Problem to solve -
Rewrite every line from the one containing "sky shown in this photograph." down through the end of the records, requests included, multiplying each point coordinate in the answers by 1.1 and rounding it to a whole number, with halves rounded up. Give only those lines.

Supplied data -
---------------
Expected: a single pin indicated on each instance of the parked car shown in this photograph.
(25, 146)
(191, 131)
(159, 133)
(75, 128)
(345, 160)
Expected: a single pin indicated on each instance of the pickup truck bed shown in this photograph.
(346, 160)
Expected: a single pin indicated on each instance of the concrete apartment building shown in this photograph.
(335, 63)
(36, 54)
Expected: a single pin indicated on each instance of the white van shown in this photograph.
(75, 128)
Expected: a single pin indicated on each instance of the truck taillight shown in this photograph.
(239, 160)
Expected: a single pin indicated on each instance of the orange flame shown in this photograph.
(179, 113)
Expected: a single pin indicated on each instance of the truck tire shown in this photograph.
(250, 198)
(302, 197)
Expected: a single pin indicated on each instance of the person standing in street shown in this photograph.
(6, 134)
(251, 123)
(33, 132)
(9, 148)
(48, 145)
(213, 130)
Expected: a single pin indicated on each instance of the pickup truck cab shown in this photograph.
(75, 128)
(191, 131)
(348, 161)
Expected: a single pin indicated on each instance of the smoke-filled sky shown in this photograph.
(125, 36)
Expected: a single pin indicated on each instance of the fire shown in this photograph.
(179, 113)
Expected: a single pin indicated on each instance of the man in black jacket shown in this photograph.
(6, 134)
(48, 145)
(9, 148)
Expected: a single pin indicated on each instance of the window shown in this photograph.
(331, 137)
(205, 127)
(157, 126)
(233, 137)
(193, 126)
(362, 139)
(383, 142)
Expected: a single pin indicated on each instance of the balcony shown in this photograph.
---------------
Exercise answer -
Expected: a single pin indicated on each instance of the smoke-filled sky shown in this photograph.
(138, 40)
Expected: a single pin indicated on each instance of the fire shown in this photograph.
(197, 124)
Expected: a single pin indicated on each instance of the man in black jacket shown in this photograph.
(7, 147)
(53, 160)
(10, 163)
Expected: a single pin indicated on each instance of the window shown in this photograph.
(364, 151)
(226, 140)
(173, 139)
(256, 151)
(212, 139)
(398, 153)
(421, 156)
Expected: a single pin indicated on each instance of the balcony shown in this photograph.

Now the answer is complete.